> **Stated problem a**
Count the lines in the rows below that contain the string "white", matching case exactly, and reply with the number alone.

* Start Text extract *

Palestinian boom times

There are mounting concerns among Israeli leaders and analysts that the Palestinians want to achieve statehood without having to end the conflict with Israel.

Dan Meridor 311 (photo credit: The Israel Project)
Dan Meridor 311
(photo credit: The Israel Project)
On the day Israeli and Palestinian leaders were meeting in Washington in early September to re-launch direct peace talks under US mediation, Israel’s deputy Prime Minister Dan Meridor briefed reporters on his high hopes for the negotiations while standing in one of those contentious West Bank settlements at the heart of the dispute – Kochav Yaakov.
Beside him sat a row of unfinished home foundations frozen since last year by the Netanyahu government’s 10- month building moratorium. But across the valley behind him was a massive, bustling, kilometer-wide quarry on the northern outskirts of Ramallah, which is steadily feeding the current Palestinian building boom in the West Bank.
The contrast could not have been more stark! Jewish construction sites lay in silent limbo while the Palestinian side was abuzz with building activity. As columns of dust rose into the hot summer breeze, hydraulic stone-cutters hammered away along the quarry’s broad 100 meter-high cliff face, their constant drumbeat echoing over nearby hillsides.

* End Text extract *
* Start Data excerpts *

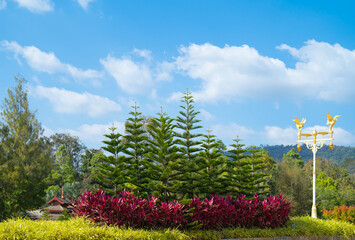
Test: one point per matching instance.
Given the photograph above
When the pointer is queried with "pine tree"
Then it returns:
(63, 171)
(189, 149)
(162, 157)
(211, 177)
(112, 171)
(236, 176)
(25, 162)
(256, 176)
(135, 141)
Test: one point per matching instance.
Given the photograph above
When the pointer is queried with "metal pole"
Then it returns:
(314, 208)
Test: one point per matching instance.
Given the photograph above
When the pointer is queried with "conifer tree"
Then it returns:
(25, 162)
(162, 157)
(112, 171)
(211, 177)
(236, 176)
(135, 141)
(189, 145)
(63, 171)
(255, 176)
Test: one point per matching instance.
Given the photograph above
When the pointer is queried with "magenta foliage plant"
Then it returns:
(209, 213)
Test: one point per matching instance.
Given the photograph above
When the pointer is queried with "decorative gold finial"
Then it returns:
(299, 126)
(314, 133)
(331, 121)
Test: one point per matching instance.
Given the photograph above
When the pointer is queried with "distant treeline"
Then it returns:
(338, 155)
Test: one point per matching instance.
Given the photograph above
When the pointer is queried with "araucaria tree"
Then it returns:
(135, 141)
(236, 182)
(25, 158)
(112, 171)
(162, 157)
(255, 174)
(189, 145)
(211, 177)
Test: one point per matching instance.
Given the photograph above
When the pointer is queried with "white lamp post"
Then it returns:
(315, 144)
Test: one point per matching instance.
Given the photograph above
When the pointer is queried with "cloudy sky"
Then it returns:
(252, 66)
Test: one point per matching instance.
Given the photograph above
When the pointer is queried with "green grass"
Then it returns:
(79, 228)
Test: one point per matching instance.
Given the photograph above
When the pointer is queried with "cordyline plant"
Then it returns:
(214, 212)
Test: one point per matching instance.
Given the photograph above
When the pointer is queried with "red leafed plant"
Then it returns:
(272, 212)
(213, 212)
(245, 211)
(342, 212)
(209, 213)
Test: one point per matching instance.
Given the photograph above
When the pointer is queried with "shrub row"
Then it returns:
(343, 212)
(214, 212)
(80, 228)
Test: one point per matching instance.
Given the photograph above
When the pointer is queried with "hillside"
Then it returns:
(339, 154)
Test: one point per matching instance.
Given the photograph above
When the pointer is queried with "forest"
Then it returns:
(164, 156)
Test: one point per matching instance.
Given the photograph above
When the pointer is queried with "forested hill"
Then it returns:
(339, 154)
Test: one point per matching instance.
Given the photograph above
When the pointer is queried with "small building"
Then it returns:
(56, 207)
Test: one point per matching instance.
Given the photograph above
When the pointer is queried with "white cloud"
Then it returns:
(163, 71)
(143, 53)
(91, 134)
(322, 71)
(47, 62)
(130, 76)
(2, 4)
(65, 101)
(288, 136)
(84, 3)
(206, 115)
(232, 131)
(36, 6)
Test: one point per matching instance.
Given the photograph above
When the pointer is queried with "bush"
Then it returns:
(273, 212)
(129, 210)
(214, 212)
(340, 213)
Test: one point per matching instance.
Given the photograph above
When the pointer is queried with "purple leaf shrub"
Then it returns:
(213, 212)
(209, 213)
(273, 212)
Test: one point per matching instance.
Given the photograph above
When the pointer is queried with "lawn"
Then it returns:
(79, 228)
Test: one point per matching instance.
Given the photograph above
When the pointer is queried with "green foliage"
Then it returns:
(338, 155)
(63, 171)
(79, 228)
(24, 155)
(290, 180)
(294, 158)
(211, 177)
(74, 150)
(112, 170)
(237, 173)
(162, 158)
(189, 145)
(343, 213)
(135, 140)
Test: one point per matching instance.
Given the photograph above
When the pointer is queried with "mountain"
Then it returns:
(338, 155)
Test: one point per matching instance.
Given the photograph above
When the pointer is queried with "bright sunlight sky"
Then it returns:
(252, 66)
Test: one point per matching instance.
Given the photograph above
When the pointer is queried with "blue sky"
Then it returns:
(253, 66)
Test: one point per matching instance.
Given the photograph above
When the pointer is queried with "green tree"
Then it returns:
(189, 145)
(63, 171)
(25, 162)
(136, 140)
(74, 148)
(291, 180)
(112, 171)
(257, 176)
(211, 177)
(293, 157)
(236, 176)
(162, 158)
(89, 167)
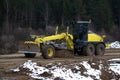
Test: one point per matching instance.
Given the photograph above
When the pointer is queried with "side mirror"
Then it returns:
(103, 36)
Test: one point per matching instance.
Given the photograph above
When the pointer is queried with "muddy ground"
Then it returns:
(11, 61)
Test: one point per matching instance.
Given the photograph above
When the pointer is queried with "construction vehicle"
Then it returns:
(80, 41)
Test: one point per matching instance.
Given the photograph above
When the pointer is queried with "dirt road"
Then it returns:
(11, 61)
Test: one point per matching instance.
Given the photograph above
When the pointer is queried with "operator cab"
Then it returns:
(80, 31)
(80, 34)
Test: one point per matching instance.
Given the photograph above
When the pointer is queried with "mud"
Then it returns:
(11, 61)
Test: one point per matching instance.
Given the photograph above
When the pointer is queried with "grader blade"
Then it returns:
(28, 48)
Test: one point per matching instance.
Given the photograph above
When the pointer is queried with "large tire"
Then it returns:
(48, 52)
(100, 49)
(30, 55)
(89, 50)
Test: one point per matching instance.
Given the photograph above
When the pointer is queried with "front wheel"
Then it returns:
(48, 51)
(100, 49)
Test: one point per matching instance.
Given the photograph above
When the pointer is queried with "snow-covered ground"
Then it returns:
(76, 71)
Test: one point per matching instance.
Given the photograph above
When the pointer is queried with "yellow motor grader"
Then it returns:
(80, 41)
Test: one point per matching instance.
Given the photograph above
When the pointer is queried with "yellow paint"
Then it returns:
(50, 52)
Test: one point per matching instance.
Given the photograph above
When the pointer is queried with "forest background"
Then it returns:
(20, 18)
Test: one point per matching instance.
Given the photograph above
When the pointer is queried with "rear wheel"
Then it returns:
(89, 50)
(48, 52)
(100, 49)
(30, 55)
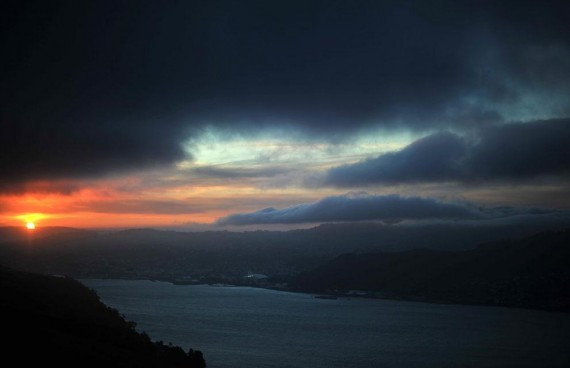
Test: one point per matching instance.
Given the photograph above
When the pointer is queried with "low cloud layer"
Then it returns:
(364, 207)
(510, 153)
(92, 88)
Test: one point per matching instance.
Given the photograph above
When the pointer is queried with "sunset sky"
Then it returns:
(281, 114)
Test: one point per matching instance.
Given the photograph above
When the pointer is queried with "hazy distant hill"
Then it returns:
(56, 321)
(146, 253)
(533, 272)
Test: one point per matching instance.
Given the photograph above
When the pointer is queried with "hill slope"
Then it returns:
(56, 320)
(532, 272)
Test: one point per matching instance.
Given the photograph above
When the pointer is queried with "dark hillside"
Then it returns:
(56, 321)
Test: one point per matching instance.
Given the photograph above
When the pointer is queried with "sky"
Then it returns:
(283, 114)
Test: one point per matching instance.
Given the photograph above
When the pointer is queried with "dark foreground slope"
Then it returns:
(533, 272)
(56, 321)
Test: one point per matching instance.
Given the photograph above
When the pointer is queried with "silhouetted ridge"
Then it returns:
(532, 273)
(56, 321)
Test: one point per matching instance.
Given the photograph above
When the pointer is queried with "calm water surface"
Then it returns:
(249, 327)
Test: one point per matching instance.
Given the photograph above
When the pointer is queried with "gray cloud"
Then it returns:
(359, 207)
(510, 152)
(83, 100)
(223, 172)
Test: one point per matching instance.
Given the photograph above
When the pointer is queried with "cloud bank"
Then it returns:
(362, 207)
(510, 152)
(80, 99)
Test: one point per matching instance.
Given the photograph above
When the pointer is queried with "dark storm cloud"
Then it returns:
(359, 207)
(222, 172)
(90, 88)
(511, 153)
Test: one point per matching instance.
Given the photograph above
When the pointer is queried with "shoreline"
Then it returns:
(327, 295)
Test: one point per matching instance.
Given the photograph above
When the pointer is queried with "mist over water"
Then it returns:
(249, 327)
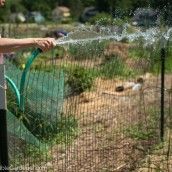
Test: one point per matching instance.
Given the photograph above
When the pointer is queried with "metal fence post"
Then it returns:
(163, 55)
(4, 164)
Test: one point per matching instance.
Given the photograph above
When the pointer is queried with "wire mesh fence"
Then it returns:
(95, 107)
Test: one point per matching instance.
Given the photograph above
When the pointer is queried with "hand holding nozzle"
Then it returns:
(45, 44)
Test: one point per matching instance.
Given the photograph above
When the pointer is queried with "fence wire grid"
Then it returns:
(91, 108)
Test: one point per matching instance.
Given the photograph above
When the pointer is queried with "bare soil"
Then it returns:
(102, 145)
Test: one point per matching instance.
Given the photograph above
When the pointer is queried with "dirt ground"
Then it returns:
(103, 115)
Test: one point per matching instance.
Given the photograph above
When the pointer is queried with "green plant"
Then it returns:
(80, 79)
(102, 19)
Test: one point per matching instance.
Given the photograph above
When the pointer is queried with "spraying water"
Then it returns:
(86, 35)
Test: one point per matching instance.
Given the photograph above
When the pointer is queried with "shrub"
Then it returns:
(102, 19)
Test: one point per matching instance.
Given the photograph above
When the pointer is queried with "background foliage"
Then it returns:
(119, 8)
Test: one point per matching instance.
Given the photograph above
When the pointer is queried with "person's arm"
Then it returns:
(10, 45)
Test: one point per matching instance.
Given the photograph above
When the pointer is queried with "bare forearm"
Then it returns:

* End Data excerpts *

> **Stated problem b**
Carry on the article about the Palestinian building boom, starting right after its last sentence.

> **Answer a**
2

> **Answer b**
“This is another opportunity for peace,” said Meridor above the cacophony of the heavy machinery clanging in the background. “We very much hope this one will not be missed.
The Israeli government has done what it could not only to allow these talks to start, but also to alleviate the situation on the ground… You will see today the Palestinian economic development in the West Bank.”
His comments touched on the Israeli government’s double-edged policy under Prime Minister Benjamin Netanyahu. To entice Palestinian Authority chairman Mahmoud Abbas into direct negotiations, Netanyahu imposed a ban on all new housing starts in Jewish communities in Judea and Samaria since last fall. At the same time, he has eased travel restrictions on Palestinians and encouraged Israeli and foreign investment in the West Bank, helping fuel an impressive economic spurt.
Abbas’s response was to stubbornly refuse to meet with Netanyahu, but heavy pressure from the Obama administration finally forced him into face-to-face talks. Still, the PA leader insists he won’t hang around unless Israel extends the building freeze past its September 26 expiry date.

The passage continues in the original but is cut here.